- [Work to do]:
a - Reproduce a passage from the M&P 9c thread word for word, beginning at the words "## AReel (Aug" and stopping after "time and help!".
b - In the M&P 9c thread, about how many rounds has the reply's author put through the full-size M&P9?

- [Supplied text]:
--------------------------------
# Smith and Wesson M&P 9c



## AReel (Aug 24, 2011)

I have been shopping around for an all around good first pistol, for home defense, the range, and future CCW. I have been pricing and looking at a few guns. The Glock 19, Beretta Px4 Storm 9mm sc, and of course the S&W M&P 9c. Around here it seems near impossible to find a place to rent guns that's not at least a 5 hour drive away. If I end up having to buy a gun without shooting it first, I would like to obtain as much knowledge as possible. I have been able to hold and handle these guns and the M&P 9c stood out, has anybody had good or bad experiences with this gun? I have not seen many reviews on it except a few videos on YouTube. Thanks for your time and help!


----------



## XD40Colorado (Jun 19, 2011)

Hi there Areel-

I don't own a Compact version, but I do own the M&P9 full-size. To date it has about 1000 rounds through it. It's been very accurate and reliable, no failures of any sort. If it's any indication, the Compact should be a great gun as well. Best of luck!
--------------------------------
(Region outline entries)
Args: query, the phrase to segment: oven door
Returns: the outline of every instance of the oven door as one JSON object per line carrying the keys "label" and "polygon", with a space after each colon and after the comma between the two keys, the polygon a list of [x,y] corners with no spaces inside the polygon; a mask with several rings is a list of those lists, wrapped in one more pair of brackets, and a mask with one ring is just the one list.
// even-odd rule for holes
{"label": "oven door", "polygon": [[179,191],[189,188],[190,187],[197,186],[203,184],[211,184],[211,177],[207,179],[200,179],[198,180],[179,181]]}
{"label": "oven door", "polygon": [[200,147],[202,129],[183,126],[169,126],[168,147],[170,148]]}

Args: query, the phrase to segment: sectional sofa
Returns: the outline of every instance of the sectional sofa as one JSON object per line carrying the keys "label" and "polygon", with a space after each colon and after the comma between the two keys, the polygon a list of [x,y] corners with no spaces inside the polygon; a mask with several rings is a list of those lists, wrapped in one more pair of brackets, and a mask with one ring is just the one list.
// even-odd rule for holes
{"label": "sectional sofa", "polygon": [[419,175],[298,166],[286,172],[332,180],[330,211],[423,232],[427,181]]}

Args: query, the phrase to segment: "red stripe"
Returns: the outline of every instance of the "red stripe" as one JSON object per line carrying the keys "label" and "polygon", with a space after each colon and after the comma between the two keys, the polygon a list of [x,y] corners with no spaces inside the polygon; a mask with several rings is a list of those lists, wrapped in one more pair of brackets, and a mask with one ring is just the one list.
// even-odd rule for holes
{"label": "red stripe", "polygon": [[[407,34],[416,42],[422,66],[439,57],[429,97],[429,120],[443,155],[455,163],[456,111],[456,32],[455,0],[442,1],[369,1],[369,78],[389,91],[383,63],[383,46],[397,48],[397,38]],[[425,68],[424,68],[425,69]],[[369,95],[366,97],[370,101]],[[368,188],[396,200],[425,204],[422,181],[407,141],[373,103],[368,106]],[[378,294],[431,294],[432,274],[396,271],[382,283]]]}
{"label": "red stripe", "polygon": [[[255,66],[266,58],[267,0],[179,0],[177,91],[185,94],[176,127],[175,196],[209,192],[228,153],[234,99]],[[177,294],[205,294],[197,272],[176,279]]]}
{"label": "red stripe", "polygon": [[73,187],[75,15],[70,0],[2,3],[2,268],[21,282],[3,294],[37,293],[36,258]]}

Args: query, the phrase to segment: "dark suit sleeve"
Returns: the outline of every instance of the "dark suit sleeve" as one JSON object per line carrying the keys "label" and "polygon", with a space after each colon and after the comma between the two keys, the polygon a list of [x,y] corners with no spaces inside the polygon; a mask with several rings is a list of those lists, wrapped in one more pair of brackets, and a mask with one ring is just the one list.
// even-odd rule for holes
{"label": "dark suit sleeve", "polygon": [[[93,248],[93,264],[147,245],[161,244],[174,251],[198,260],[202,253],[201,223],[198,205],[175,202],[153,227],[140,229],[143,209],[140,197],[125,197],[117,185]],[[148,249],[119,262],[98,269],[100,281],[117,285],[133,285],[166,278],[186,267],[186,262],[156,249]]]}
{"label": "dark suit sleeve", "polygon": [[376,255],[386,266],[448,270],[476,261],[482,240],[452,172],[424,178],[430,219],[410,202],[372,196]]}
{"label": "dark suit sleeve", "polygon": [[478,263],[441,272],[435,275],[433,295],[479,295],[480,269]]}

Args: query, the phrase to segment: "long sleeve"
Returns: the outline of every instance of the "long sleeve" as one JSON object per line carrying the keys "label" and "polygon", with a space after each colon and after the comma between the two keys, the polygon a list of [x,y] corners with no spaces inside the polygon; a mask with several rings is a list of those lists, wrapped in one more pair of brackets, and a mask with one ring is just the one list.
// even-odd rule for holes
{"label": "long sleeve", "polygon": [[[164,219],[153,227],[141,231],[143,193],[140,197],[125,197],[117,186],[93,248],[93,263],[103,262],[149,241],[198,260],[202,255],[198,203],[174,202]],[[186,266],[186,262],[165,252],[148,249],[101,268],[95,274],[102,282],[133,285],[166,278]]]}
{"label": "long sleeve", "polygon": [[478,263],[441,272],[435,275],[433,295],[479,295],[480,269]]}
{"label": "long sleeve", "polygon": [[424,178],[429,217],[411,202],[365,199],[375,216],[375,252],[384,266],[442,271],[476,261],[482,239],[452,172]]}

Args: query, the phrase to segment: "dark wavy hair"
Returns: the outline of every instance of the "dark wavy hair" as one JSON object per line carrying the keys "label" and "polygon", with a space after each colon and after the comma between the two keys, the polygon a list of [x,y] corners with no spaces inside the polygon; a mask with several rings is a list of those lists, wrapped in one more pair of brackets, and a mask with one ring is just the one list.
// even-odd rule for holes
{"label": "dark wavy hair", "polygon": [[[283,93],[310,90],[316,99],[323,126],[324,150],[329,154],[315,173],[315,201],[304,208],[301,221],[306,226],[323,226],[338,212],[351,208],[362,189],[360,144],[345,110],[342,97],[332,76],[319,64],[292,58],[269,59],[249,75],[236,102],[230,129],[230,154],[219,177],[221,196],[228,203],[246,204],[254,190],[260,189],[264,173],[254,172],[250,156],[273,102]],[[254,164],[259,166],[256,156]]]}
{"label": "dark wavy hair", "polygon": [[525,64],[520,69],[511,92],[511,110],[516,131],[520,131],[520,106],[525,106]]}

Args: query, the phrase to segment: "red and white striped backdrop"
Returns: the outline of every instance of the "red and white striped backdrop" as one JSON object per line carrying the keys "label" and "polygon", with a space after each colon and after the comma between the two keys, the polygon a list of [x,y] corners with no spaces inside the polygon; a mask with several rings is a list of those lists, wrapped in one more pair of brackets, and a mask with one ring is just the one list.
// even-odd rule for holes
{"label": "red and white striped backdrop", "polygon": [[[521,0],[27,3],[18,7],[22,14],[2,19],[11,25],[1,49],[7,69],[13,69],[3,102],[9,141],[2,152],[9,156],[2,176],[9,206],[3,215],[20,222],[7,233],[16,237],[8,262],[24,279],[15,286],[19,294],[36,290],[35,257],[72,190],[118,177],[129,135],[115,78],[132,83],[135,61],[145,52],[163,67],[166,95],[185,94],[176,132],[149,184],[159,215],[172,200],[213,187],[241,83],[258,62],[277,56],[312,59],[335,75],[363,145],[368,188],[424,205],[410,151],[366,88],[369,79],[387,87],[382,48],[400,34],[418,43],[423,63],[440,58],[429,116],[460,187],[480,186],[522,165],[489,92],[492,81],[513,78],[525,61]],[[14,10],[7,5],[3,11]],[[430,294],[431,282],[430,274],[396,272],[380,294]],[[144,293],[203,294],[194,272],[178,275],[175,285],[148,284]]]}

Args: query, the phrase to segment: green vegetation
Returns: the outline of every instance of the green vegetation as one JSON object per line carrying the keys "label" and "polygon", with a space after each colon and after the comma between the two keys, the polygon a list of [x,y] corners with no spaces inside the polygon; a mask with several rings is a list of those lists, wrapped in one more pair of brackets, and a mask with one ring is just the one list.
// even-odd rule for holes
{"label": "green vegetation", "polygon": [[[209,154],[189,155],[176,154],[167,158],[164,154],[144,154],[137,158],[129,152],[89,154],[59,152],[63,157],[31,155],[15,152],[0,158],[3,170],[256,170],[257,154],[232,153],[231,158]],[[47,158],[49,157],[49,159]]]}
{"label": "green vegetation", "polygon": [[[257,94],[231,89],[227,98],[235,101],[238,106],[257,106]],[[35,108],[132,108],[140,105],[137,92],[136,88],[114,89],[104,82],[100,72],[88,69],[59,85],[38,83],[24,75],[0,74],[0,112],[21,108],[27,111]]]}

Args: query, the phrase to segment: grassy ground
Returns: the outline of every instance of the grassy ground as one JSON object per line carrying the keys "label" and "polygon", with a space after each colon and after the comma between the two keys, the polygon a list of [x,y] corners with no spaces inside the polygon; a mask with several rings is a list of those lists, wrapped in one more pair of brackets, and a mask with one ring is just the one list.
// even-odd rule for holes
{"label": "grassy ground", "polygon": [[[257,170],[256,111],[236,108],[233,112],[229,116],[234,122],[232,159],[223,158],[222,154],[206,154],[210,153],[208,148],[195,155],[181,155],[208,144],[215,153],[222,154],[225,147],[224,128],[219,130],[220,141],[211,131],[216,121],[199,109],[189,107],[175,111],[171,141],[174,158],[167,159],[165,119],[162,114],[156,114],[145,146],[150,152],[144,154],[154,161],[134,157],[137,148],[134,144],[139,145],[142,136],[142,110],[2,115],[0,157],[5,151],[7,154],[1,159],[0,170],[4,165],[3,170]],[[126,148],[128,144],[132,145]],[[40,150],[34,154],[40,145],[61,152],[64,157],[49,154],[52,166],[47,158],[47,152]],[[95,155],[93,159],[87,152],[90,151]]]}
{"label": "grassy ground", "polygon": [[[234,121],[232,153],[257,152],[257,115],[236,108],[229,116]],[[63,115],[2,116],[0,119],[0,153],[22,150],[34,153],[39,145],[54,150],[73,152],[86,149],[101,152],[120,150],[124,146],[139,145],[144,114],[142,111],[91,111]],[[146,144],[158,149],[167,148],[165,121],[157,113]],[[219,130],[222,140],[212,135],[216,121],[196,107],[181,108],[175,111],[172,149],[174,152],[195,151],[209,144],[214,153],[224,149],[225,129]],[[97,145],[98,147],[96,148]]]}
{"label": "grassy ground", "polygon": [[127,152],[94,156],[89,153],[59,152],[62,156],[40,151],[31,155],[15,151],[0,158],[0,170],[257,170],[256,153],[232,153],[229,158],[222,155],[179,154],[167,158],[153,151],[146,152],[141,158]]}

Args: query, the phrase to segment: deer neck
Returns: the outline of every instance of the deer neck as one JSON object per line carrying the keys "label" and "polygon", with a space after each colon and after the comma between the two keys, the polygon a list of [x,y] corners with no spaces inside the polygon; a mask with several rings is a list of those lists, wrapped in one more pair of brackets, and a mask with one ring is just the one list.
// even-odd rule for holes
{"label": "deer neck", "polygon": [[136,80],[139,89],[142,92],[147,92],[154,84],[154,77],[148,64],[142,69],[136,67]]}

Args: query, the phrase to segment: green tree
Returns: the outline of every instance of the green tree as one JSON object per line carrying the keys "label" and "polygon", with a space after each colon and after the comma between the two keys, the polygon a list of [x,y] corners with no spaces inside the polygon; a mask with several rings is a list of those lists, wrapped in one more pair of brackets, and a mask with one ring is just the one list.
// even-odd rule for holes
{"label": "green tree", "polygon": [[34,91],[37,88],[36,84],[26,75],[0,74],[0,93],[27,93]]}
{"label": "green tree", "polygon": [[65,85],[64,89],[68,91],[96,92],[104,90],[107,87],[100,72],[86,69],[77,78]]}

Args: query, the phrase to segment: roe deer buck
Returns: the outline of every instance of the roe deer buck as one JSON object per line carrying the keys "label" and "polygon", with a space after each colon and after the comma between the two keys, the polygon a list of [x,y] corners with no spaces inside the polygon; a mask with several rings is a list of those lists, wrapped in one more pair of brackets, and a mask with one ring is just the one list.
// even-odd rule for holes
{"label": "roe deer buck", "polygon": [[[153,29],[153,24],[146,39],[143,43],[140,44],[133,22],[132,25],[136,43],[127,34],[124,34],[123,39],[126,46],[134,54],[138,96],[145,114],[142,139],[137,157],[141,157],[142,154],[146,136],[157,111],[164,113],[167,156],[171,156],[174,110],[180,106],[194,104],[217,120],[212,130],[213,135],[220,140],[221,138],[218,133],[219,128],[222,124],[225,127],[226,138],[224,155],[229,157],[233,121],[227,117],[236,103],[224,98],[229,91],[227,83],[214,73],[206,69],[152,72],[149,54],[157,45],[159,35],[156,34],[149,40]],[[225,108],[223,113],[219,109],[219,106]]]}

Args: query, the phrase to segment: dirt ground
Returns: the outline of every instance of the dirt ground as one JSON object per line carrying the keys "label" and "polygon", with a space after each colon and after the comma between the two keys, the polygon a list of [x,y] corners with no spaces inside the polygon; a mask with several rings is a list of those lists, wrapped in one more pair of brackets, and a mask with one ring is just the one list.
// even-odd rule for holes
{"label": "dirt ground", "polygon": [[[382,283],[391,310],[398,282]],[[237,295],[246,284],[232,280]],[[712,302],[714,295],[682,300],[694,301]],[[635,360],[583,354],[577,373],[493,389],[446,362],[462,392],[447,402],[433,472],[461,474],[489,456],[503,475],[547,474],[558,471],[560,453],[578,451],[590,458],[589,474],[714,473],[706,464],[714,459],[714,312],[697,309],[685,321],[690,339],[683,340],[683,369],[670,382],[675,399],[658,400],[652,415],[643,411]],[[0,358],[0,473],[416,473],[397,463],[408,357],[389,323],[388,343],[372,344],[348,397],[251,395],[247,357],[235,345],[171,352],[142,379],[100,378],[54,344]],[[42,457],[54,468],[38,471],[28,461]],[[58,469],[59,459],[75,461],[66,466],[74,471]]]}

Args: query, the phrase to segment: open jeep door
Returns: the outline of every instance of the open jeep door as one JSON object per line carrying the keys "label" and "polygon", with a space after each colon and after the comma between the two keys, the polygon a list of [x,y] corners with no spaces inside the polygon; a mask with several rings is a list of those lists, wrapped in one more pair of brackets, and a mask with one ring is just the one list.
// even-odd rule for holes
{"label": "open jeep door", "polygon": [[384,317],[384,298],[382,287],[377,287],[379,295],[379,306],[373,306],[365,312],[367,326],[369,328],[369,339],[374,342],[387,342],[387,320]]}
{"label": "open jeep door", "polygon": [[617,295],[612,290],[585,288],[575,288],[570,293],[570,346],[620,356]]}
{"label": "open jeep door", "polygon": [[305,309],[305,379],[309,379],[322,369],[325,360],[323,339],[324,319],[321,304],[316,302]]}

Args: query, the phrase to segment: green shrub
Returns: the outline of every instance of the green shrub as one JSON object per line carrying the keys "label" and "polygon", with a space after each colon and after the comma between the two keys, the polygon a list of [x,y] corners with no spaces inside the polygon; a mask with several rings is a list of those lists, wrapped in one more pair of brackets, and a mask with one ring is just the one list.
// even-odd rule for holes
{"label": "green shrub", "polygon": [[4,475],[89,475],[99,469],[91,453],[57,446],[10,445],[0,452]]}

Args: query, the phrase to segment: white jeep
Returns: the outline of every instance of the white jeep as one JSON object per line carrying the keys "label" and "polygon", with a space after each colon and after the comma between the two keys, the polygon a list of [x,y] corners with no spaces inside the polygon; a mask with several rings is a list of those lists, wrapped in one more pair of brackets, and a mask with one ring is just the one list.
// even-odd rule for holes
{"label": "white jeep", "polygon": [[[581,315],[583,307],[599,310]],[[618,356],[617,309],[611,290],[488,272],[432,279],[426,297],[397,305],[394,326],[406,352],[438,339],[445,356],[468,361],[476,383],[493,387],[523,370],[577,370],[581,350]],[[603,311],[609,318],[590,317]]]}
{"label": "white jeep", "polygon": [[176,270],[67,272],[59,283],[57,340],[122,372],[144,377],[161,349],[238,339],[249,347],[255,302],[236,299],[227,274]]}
--------------------------------
- [Expected responses]:
a -
## AReel (Aug 24, 2011)

I have been shopping around for an all around good first pistol, for home defense, the range, and future CCW. I have been pricing and looking at a few guns. The Glock 19, Beretta Px4 Storm 9mm sc, and of course the S&W M&P 9c. Around here it seems near impossible to find a place to rent guns that's not at least a 5 hour drive away. If I end up having to buy a gun without shooting it first, I would like to obtain as much knowledge as possible. I have been able to hold and handle these guns and the M&P 9c stood out, has anybody had good or bad experiences with this gun? I have not seen many reviews on it except a few videos on YouTube. Thanks for your time and help!

b - About 1000 rounds.